Required task:
Collect every line in the entries below that contains the word "sand".

#### Exercise inputs ####

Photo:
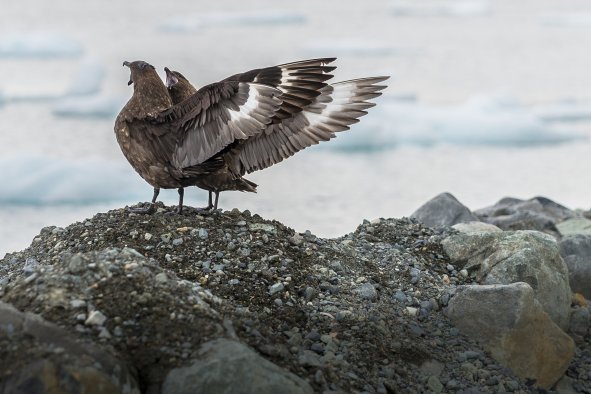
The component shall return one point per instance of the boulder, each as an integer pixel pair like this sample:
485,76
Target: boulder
39,356
516,256
227,366
443,210
576,252
509,322
538,213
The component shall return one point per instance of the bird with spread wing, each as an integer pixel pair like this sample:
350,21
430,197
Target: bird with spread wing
176,136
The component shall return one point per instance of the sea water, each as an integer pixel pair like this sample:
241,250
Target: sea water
487,99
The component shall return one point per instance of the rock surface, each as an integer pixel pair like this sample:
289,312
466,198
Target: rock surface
576,252
517,256
358,313
575,226
49,358
443,210
511,324
226,366
538,213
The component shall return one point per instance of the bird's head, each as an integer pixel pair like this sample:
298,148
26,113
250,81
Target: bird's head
139,69
178,86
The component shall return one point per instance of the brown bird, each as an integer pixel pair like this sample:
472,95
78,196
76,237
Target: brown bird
211,137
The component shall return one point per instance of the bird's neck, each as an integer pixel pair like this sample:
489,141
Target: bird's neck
150,91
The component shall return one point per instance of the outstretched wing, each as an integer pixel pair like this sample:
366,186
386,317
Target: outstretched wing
300,83
216,116
333,110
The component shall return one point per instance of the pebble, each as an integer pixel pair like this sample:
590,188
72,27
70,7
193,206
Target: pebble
95,318
367,291
434,384
276,288
161,278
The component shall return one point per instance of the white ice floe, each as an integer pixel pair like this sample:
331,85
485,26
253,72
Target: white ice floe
489,120
41,180
98,106
189,23
568,111
580,19
88,79
354,46
454,8
38,44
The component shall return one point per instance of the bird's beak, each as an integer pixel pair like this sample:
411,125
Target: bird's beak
171,79
128,64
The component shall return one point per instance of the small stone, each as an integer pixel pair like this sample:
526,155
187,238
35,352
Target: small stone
95,318
434,384
276,288
105,333
309,359
367,291
77,304
411,311
400,296
161,278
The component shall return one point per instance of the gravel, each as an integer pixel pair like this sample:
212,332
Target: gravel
358,313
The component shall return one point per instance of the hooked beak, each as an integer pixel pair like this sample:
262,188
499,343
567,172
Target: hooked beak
171,79
128,64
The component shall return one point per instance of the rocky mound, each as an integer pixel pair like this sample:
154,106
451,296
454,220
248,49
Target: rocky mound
156,303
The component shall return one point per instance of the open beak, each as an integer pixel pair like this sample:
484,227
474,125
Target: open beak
171,79
128,64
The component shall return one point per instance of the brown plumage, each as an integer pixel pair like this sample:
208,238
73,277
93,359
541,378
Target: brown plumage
211,137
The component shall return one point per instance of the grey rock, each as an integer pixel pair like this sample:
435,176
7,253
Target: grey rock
576,252
575,226
580,320
367,291
443,210
517,256
39,368
276,288
226,366
512,326
476,227
538,213
434,384
95,318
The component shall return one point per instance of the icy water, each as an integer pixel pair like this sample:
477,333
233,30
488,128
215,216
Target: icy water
488,99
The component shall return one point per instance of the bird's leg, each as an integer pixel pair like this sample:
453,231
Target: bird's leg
209,205
181,194
215,205
150,208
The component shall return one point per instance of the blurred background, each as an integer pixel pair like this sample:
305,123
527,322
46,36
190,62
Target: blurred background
488,98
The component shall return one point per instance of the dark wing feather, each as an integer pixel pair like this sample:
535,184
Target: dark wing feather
299,82
214,117
333,110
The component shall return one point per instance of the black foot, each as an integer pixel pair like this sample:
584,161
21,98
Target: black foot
149,210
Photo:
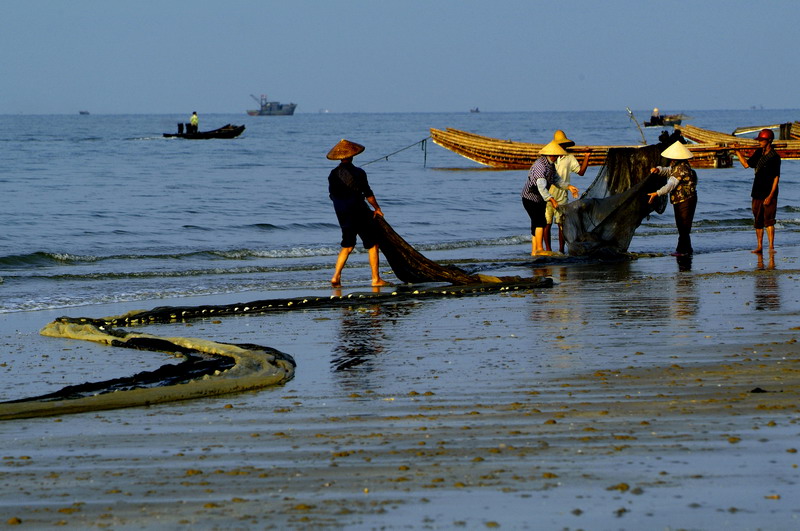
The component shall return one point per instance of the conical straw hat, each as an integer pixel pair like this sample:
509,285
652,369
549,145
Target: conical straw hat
560,138
553,149
677,151
344,150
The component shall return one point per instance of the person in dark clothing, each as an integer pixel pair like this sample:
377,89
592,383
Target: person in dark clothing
350,192
681,187
767,164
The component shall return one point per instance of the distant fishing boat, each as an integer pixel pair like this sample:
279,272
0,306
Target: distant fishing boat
661,121
226,131
272,108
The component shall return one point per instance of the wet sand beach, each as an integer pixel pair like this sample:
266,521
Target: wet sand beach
649,394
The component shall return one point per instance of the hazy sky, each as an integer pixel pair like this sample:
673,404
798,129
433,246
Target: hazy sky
166,56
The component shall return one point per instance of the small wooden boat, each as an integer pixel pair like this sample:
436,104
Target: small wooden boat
511,155
787,149
226,131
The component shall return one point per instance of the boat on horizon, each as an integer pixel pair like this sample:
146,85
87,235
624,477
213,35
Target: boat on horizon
271,108
226,131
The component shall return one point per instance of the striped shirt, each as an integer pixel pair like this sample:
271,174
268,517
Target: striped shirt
541,176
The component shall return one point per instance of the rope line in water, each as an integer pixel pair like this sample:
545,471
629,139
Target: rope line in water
424,146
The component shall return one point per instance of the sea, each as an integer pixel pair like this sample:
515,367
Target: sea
101,209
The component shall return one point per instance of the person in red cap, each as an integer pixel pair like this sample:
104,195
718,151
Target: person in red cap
350,192
767,168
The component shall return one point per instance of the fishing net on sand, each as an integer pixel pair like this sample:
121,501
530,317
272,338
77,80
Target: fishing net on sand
411,266
602,222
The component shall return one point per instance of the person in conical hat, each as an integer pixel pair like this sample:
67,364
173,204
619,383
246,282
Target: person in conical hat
536,195
351,194
565,165
344,149
682,189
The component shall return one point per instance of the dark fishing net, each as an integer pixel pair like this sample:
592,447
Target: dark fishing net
411,266
603,220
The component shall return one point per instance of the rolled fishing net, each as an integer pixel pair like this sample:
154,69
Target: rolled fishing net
209,368
602,222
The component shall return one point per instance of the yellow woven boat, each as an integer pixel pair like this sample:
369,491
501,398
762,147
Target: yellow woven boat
510,155
787,149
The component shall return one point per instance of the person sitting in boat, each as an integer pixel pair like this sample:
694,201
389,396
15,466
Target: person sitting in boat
565,164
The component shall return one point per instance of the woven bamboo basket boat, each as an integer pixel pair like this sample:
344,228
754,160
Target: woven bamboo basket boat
510,155
787,149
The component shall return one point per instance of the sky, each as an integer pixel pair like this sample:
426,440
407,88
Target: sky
177,56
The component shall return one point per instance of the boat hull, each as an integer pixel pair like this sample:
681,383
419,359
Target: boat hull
274,108
510,155
226,132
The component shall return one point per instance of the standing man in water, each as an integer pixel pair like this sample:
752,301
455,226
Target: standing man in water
350,192
565,164
767,164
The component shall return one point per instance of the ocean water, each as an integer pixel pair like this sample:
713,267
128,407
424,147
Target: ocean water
102,209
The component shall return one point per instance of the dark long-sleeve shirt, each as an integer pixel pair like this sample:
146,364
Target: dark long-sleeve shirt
348,182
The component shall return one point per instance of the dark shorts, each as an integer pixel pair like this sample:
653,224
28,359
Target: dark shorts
536,211
356,219
764,215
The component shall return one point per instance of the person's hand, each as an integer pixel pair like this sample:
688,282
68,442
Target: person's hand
574,191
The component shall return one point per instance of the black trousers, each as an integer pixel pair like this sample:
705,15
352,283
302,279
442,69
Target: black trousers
684,215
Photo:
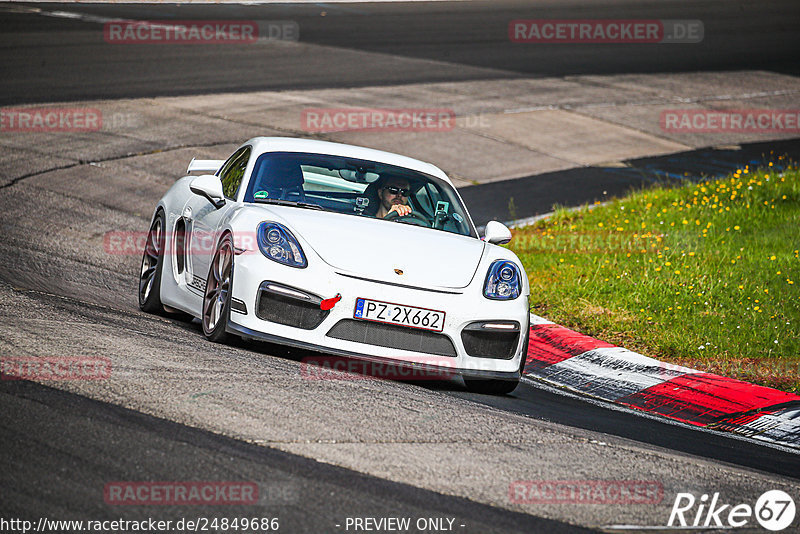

####

Response:
The component shall return one point per instance of the wet sand beach, each as an integer pixel pair like this sample:
Target: wet sand beach
The component shall return one point per instance of the fishing net on sand, each as an integer pixel pair like this sample:
Target: fishing net on sand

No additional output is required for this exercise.